▽
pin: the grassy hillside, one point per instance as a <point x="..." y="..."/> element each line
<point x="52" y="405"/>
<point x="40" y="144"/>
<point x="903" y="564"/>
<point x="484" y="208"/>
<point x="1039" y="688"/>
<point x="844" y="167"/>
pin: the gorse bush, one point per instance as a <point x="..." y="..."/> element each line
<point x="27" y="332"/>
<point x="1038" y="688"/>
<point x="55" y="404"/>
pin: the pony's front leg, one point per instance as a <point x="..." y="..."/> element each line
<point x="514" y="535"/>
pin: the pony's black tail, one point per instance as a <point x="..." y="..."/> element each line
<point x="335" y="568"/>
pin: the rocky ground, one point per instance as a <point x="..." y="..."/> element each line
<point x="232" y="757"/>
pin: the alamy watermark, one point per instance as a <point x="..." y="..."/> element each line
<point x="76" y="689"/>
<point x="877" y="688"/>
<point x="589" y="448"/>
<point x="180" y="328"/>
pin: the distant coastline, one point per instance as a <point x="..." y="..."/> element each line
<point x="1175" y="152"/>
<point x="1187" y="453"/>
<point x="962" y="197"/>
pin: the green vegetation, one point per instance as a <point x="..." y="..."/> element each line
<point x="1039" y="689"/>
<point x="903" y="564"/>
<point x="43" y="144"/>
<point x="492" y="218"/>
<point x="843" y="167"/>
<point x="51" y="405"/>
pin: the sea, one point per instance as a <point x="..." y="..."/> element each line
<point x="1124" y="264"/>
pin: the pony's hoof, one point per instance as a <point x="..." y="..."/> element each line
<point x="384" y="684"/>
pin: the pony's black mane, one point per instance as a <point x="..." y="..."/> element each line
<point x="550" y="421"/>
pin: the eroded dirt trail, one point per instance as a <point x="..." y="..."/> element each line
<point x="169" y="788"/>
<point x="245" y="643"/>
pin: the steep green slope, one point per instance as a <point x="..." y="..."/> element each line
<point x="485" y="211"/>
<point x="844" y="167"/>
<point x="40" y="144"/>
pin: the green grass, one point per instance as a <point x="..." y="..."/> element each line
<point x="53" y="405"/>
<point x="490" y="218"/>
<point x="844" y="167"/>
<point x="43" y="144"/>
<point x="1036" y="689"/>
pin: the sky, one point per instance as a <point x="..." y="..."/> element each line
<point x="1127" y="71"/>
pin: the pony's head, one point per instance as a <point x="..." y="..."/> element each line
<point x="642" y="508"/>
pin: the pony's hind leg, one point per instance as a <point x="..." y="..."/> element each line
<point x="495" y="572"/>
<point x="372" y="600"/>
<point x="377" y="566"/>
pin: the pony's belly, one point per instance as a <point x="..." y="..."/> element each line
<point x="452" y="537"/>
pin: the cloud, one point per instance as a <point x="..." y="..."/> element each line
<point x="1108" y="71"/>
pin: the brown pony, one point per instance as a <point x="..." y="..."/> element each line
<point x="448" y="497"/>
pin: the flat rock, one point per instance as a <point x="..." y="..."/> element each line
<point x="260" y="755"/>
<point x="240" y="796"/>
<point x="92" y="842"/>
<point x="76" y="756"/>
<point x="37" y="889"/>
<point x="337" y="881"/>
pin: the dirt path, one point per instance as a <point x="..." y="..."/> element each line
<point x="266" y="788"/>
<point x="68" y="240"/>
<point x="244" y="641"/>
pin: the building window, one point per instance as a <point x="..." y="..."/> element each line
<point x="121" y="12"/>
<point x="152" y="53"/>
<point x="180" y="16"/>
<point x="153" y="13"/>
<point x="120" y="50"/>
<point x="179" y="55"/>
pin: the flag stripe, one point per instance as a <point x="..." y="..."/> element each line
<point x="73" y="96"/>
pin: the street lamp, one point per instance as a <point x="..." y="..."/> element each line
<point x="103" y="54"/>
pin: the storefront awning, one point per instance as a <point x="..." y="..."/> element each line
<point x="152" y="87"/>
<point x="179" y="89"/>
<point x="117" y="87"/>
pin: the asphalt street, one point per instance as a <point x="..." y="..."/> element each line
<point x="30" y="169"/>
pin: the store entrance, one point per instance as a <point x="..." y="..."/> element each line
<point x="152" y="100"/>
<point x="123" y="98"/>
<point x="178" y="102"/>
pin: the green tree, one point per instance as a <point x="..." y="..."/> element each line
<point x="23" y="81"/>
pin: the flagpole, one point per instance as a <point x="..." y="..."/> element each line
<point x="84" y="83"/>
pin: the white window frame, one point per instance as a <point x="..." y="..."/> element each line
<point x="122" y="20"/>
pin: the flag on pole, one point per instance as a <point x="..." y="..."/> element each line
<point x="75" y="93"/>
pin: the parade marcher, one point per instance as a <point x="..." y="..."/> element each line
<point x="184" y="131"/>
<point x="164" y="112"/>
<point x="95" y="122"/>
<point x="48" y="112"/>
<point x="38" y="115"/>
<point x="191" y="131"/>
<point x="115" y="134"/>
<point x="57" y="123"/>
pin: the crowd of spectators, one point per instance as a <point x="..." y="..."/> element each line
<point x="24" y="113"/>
△
-- Written instruction --
Print every record above exactly as written.

-- Solution to the problem --
pin: the grassy hillside, one point per instance as a <point x="..." y="..."/> element each line
<point x="52" y="405"/>
<point x="40" y="144"/>
<point x="903" y="564"/>
<point x="484" y="208"/>
<point x="1039" y="688"/>
<point x="844" y="167"/>
pin: the gorse bush, one point per instance as a <point x="..." y="..."/> element each line
<point x="27" y="332"/>
<point x="1038" y="688"/>
<point x="55" y="404"/>
pin: the pony's front leg, one point per instance as a <point x="..." y="..."/> element each line
<point x="514" y="535"/>
pin: the pony's black tail, one point per instance as a <point x="..." y="..."/> element each line
<point x="335" y="568"/>
pin: the rocky ground, one point per instance as a <point x="..." y="..."/> element each line
<point x="232" y="757"/>
pin: the alamy watermark, one point per instance as a <point x="..." y="..."/> element each line
<point x="76" y="689"/>
<point x="877" y="688"/>
<point x="589" y="448"/>
<point x="180" y="328"/>
pin: the distant coastline, one point per instance as a <point x="..." y="..."/> element each line
<point x="1175" y="152"/>
<point x="1187" y="453"/>
<point x="962" y="197"/>
pin: the green vegetation, one point per instance as a <point x="..." y="..."/> element each line
<point x="1039" y="689"/>
<point x="903" y="564"/>
<point x="43" y="144"/>
<point x="492" y="218"/>
<point x="843" y="167"/>
<point x="51" y="405"/>
pin: the sea, one point per instance as a <point x="..." y="..."/> element each line
<point x="1124" y="264"/>
pin: the pony's hoof, one point per instance as a <point x="..." y="..."/> element each line
<point x="384" y="684"/>
pin: the pony's black mane, one point per instance as a <point x="..." y="..."/> element each line
<point x="550" y="421"/>
pin: the eroded dirt trail, one point per instance as a <point x="..." y="..."/> element each line
<point x="169" y="788"/>
<point x="245" y="643"/>
pin: the steep green slope, one point per instance as a <point x="..." y="..."/> element each line
<point x="485" y="211"/>
<point x="844" y="167"/>
<point x="40" y="144"/>
pin: the green grass, one point per instance as a <point x="..." y="..."/> element each line
<point x="53" y="405"/>
<point x="490" y="218"/>
<point x="844" y="167"/>
<point x="43" y="144"/>
<point x="1036" y="689"/>
pin: the sky, one point per instance as a <point x="..." y="..."/> element each line
<point x="1127" y="71"/>
pin: the pony's head, one point per instance as a <point x="..." y="..."/> element each line
<point x="642" y="508"/>
pin: the pony's hind leg, one point per instance as a <point x="..." y="..."/> element each line
<point x="495" y="572"/>
<point x="372" y="600"/>
<point x="377" y="566"/>
pin: the pony's belly, one point per instance as a <point x="..." y="..."/> element each line
<point x="452" y="537"/>
pin: the cloud, one point per instance as a <point x="..." y="..."/> element each line
<point x="1108" y="71"/>
pin: the brown pony, one point per instance as a <point x="..." y="..."/> element each line
<point x="448" y="497"/>
pin: the flat rock, one point per instance as a <point x="..." y="..."/> element each line
<point x="260" y="755"/>
<point x="240" y="796"/>
<point x="92" y="842"/>
<point x="76" y="756"/>
<point x="37" y="889"/>
<point x="337" y="881"/>
pin: the dirt path, one point per instance as a <point x="..." y="..."/> element each line
<point x="266" y="788"/>
<point x="68" y="240"/>
<point x="244" y="641"/>
pin: the building window, one point per instance as a <point x="..." y="..."/> element each line
<point x="121" y="12"/>
<point x="152" y="53"/>
<point x="180" y="16"/>
<point x="153" y="13"/>
<point x="120" y="50"/>
<point x="179" y="55"/>
pin: the flag stripe, one point per instance as a <point x="..." y="..."/> element each line
<point x="73" y="96"/>
pin: the street lamp, one point per instance as a <point x="..." y="..."/> element each line
<point x="103" y="54"/>
pin: the storefront awning, one point per instance as a <point x="..." y="..."/> element each line
<point x="152" y="87"/>
<point x="179" y="89"/>
<point x="117" y="87"/>
pin: the asphalt street, one point per instance as a <point x="..." y="..."/> element each line
<point x="30" y="169"/>
pin: the store entrance, one point per instance as a <point x="..." y="..."/> element each line
<point x="152" y="100"/>
<point x="123" y="98"/>
<point x="178" y="102"/>
pin: the green tree, one point per instance as a <point x="..." y="..."/> element each line
<point x="23" y="81"/>
pin: the flagpole, one point per instance as a <point x="..." y="..."/> element each line
<point x="84" y="83"/>
pin: the white window frame, one point per instance as a <point x="..." y="..."/> element each line
<point x="122" y="20"/>
pin: the flag on pole, one point per instance as a <point x="..." y="..."/> element each line
<point x="75" y="93"/>
pin: the parade marcher, one point per instance as a <point x="..." y="..."/> element each line
<point x="184" y="131"/>
<point x="164" y="112"/>
<point x="95" y="122"/>
<point x="48" y="112"/>
<point x="38" y="115"/>
<point x="191" y="131"/>
<point x="115" y="134"/>
<point x="57" y="123"/>
pin: the crowd of spectators, one point per instance as a <point x="..." y="..."/> element each line
<point x="24" y="113"/>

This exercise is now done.